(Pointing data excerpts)
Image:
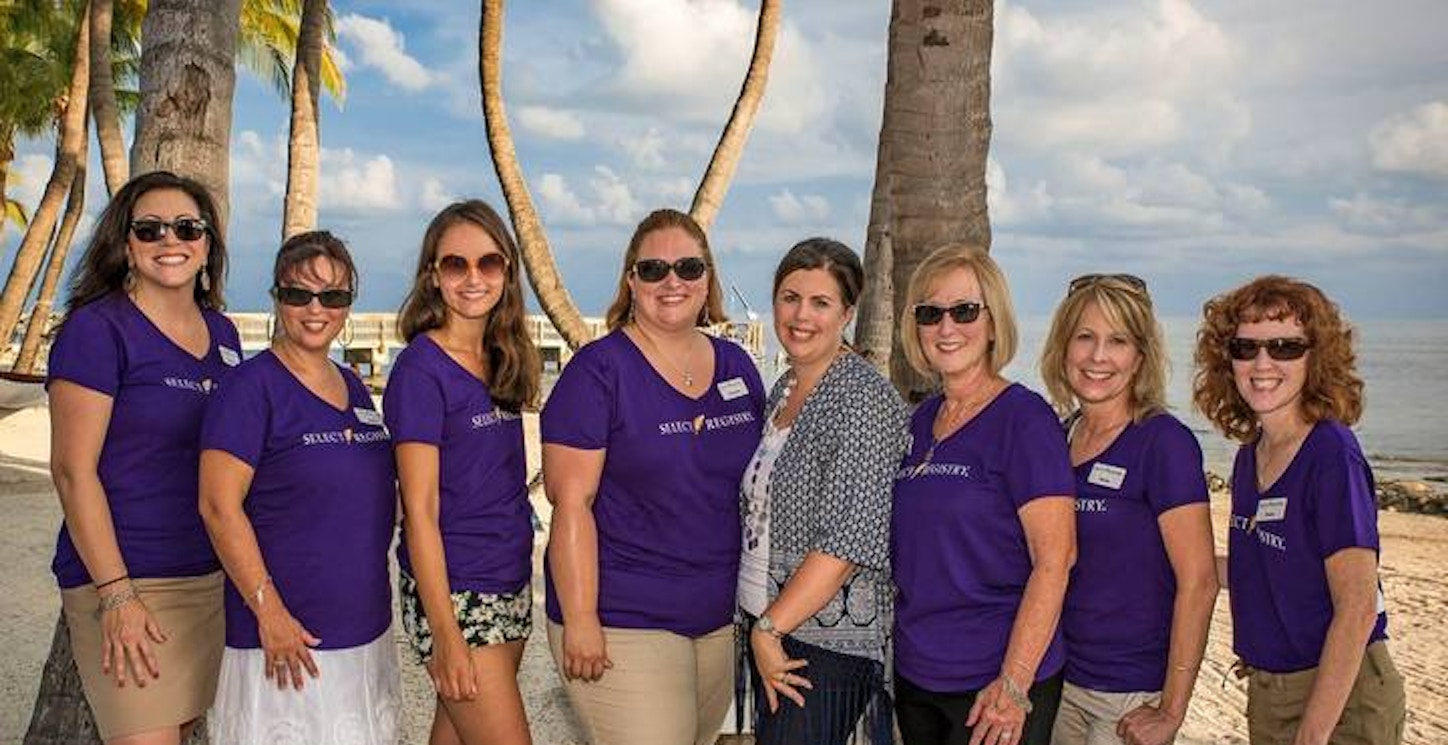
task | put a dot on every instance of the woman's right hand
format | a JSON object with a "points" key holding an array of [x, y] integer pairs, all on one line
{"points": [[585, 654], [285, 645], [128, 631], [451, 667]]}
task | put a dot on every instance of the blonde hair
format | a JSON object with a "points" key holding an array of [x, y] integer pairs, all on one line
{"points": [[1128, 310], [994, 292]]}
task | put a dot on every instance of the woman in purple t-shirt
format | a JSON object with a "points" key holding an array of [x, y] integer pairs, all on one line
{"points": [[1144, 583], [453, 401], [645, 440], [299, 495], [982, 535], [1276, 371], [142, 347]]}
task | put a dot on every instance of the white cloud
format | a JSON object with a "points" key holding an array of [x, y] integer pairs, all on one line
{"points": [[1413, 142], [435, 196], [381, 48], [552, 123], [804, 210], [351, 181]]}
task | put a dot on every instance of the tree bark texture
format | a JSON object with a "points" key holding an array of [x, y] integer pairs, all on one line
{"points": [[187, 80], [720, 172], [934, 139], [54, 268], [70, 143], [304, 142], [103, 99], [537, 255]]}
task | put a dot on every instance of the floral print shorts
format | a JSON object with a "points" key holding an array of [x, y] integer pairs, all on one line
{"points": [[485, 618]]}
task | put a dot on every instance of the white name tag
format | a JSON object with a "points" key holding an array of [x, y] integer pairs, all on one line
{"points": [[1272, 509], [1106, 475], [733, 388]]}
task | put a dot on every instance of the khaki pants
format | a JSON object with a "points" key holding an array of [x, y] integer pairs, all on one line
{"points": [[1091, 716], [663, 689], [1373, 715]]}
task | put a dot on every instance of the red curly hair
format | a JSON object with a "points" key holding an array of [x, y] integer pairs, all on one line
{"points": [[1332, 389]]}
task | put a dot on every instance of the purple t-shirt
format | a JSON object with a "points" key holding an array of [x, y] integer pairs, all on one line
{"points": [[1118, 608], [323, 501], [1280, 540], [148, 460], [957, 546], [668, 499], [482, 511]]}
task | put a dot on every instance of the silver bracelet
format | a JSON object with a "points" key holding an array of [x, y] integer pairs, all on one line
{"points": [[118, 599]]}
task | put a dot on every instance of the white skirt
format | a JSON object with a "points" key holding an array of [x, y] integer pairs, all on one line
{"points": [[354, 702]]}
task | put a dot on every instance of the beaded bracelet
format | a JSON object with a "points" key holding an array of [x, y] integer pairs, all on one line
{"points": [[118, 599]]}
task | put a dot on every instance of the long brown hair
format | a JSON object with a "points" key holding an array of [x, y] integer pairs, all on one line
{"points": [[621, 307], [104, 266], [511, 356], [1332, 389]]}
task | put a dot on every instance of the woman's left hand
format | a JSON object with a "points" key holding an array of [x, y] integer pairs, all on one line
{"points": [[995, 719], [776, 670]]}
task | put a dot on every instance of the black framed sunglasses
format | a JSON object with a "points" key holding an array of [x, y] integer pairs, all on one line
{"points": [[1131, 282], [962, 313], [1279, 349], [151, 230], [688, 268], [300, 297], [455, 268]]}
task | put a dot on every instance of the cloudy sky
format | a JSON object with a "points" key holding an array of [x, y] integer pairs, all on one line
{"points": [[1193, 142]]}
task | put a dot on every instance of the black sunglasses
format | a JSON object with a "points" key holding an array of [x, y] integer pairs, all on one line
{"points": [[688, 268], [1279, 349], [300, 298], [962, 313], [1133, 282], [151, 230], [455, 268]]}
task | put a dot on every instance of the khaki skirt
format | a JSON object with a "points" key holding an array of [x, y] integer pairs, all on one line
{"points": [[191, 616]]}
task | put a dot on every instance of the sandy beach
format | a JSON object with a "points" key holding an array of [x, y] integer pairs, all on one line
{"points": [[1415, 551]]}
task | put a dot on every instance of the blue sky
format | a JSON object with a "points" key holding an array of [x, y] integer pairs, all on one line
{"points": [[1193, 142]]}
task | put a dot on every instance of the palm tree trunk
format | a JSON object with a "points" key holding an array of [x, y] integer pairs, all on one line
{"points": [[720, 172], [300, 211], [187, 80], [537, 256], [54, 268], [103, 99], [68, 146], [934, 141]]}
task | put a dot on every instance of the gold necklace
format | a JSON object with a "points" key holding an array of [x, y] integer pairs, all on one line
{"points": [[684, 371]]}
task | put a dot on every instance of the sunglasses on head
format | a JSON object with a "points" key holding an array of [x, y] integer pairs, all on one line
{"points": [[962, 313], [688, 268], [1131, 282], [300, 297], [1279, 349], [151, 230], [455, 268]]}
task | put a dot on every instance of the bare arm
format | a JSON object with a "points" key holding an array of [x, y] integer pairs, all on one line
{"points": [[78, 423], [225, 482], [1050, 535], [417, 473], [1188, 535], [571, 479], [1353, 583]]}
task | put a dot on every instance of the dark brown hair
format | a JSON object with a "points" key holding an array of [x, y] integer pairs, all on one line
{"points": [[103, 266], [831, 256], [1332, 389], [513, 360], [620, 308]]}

* * *

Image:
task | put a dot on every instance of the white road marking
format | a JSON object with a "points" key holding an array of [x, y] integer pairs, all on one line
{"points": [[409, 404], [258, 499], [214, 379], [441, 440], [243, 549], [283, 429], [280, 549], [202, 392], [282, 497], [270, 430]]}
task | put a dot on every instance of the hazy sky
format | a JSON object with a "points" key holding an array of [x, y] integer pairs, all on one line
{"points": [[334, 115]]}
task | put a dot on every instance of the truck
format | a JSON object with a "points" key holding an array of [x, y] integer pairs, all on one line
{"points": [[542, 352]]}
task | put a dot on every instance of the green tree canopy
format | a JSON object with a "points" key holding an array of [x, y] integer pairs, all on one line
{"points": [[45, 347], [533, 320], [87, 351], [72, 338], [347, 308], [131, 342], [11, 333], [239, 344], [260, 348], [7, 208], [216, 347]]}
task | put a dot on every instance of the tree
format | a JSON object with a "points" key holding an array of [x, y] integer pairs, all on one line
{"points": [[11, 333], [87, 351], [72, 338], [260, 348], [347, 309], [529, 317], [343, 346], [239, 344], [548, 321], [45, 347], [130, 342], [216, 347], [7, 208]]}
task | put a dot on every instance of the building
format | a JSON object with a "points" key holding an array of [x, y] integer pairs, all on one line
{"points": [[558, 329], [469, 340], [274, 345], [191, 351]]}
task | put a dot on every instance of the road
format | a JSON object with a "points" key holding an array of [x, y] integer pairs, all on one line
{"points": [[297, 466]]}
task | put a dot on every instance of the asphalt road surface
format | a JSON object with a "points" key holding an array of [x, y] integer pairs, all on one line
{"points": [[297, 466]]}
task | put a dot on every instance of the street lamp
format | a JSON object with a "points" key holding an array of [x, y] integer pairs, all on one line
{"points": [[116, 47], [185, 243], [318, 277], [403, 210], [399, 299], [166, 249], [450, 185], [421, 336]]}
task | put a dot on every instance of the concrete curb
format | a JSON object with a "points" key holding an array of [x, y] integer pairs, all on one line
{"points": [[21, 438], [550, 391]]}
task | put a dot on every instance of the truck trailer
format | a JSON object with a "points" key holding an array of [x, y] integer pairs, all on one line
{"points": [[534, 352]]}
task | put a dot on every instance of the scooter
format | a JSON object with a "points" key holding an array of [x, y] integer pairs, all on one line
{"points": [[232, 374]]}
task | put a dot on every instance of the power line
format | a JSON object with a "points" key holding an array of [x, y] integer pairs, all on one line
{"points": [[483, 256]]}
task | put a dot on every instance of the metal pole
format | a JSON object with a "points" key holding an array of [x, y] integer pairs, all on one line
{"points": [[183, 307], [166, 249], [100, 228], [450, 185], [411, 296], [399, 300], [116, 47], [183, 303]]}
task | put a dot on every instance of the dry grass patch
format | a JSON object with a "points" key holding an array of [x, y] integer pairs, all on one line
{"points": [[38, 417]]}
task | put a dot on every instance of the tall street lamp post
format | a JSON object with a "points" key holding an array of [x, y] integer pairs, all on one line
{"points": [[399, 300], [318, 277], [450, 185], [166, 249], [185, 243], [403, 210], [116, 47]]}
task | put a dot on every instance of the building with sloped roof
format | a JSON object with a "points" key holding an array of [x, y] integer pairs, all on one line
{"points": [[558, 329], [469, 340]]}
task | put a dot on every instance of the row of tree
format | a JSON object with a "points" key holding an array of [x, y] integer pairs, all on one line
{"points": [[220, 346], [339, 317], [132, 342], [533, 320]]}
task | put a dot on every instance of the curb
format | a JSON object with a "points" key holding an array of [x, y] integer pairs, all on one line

Problem to work on: Collect every line of the listing above that contains the word "khaki", treating uppercase and lowercase letters as different.

Answer in full:
task | put a dot on every instance of the khaki pants
task | put a dot on every instance of the khaki skirt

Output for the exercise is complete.